#### Task directions:
According to the contractual obligations section, what is the total amount of convertible notes?

#### Document segment:
:::
Contractual Obligations

Nymox has no contractual obligations of significance other than its accounts payable, accrued liabilities and the following:

Contractual Obligations Total Less than 1 year 1-3 years 4-5 years
Rent for laboratory and office space $148,023 $123,636 $24,387 $0
Insurance premium installments $0 $0 $0 $0
Operating leases $4,823 $4,823 $0 $0
Convertible notes $1,070,000 $1,070,000 $0 $0
Interest and fees on convertible notes $57,067 $57,067 $0 $0
Total Contractual Obligations other than accounts
payable and accrued liabilities
$1,279,913 $1,255,526 $24,387 $0

The redeemable preferred shares for the Corporation’s subsidiary Serex, Inc. in the amount of $400,000 have no specific terms of repayment.

Off-Balance Sheet Arrangements

The Corporation has no binding commitments for the purchase of property, equipment or intellectual property. The Corporation has no commitments that are not reflected in the statement of financial position except for operating leases and insurance premium installments.

Transactions with Related Parties

The Corporation had no transactions with related parties in 2017 and 2016 other than those disclosed for key management personnel in note 9 of the unaudited condensed interim Consolidated Financial Statements.
:::
Records from a data source
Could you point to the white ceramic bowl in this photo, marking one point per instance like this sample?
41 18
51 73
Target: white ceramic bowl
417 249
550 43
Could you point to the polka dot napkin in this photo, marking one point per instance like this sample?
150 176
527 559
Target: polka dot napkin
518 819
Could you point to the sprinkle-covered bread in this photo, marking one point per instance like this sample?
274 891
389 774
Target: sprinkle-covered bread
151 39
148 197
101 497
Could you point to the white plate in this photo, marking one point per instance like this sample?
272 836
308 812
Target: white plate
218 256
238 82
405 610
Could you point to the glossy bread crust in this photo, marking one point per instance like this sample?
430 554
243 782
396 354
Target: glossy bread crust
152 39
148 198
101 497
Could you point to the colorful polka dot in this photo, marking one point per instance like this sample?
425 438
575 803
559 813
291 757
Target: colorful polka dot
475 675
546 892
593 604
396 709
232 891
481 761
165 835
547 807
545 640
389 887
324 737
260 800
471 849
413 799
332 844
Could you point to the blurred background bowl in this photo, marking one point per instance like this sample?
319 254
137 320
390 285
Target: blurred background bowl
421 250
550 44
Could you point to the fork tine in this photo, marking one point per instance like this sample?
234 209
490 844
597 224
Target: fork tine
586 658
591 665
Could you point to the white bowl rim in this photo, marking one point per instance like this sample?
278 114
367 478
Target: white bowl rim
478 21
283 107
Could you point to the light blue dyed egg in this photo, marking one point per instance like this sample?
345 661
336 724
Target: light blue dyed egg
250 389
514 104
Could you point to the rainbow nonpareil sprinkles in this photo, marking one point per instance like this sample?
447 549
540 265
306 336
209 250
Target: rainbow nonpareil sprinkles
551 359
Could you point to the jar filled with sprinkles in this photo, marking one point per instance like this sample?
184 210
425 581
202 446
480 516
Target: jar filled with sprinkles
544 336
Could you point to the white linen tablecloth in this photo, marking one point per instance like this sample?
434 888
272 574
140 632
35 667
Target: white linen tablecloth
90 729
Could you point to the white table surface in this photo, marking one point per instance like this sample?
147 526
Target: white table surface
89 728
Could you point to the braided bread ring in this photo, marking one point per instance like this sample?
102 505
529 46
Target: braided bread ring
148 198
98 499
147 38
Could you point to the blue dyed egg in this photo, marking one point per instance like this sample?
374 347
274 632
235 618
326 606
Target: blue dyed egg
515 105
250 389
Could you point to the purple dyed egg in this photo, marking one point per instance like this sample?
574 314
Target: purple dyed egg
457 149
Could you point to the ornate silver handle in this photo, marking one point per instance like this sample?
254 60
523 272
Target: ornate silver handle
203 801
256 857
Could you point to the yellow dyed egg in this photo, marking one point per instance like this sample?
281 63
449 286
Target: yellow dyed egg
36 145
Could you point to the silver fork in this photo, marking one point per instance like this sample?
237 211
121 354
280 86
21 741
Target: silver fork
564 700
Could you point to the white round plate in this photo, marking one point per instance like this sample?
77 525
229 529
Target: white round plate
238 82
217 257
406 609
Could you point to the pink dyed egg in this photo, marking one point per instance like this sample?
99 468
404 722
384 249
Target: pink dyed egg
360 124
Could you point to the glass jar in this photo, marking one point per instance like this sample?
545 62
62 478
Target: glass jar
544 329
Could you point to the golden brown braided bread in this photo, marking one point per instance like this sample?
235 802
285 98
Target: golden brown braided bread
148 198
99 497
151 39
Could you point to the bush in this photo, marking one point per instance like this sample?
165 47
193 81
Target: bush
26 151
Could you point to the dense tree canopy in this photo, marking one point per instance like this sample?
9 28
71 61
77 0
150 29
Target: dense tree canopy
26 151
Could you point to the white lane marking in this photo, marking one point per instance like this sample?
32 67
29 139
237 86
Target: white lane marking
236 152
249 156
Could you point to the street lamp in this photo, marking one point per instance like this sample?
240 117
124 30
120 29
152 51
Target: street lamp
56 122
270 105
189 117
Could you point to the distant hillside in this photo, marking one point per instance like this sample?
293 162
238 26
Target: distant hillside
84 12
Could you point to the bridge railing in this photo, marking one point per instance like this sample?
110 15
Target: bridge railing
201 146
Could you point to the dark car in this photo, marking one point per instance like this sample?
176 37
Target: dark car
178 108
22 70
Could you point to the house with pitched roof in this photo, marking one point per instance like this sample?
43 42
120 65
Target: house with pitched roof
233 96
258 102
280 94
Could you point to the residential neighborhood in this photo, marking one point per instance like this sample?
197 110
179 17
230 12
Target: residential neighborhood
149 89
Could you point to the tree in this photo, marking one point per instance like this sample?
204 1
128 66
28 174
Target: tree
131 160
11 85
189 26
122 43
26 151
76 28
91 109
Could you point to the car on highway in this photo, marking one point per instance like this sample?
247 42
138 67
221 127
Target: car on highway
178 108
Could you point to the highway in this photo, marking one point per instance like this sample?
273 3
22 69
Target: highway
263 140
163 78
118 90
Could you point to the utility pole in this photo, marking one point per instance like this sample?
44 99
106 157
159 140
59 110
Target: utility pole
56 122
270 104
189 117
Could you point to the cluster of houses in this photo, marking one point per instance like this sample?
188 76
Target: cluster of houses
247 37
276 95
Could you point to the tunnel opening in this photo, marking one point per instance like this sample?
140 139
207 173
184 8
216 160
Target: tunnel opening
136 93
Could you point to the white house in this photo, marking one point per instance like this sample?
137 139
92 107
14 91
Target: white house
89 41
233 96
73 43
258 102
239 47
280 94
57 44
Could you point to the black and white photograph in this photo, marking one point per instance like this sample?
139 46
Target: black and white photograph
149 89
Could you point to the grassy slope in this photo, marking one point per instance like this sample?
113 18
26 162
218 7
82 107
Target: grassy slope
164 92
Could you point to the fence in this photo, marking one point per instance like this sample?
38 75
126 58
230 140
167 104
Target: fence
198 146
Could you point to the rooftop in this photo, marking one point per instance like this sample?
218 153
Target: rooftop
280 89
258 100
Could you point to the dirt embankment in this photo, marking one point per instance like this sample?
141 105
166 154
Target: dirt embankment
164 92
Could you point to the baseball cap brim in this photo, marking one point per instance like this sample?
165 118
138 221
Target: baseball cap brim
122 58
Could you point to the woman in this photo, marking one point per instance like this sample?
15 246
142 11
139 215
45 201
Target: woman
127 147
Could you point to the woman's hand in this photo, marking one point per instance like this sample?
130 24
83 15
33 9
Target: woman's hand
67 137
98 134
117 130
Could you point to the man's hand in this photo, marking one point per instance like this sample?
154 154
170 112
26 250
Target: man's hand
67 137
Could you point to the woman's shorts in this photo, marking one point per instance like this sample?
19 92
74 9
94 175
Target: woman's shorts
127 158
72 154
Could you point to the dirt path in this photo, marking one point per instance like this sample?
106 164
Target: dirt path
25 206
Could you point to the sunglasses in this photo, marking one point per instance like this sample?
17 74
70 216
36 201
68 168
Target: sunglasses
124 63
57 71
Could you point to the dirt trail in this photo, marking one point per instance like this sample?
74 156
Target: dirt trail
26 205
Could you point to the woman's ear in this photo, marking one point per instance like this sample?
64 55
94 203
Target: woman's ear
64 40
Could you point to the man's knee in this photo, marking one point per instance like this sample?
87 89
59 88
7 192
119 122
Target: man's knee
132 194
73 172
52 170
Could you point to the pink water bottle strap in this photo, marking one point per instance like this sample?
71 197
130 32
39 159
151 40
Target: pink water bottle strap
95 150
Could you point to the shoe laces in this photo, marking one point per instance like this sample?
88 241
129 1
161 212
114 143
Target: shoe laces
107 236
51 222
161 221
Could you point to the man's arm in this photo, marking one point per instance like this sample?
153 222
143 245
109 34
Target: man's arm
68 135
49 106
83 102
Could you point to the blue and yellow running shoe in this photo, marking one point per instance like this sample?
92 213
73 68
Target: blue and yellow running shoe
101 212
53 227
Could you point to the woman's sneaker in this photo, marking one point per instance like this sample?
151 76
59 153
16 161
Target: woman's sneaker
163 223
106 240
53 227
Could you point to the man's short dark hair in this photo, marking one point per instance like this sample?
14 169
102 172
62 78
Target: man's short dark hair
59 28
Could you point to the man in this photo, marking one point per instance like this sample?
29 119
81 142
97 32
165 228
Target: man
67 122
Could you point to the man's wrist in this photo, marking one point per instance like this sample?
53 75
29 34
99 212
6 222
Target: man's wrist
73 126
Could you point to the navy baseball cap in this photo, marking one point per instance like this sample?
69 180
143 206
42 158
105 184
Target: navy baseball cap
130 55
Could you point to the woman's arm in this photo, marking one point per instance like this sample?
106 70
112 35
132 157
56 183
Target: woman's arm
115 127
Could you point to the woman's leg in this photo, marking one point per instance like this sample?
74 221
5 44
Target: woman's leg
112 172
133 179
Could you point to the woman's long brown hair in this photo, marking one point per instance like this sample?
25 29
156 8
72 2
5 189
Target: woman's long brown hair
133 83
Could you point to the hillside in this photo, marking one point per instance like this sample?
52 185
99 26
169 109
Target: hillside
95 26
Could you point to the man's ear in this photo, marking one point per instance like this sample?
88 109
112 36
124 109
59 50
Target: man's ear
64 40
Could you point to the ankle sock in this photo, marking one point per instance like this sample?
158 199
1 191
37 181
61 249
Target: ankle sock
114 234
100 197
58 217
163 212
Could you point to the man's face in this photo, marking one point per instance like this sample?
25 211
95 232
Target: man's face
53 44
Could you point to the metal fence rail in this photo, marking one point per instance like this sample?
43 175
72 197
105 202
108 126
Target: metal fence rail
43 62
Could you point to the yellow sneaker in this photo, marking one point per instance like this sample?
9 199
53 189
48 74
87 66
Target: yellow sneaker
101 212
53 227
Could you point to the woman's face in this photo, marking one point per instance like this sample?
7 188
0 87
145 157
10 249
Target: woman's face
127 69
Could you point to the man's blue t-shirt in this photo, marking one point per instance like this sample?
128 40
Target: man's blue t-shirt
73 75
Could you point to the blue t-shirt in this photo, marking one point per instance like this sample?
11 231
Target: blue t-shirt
:::
#### Response area:
$1,070,000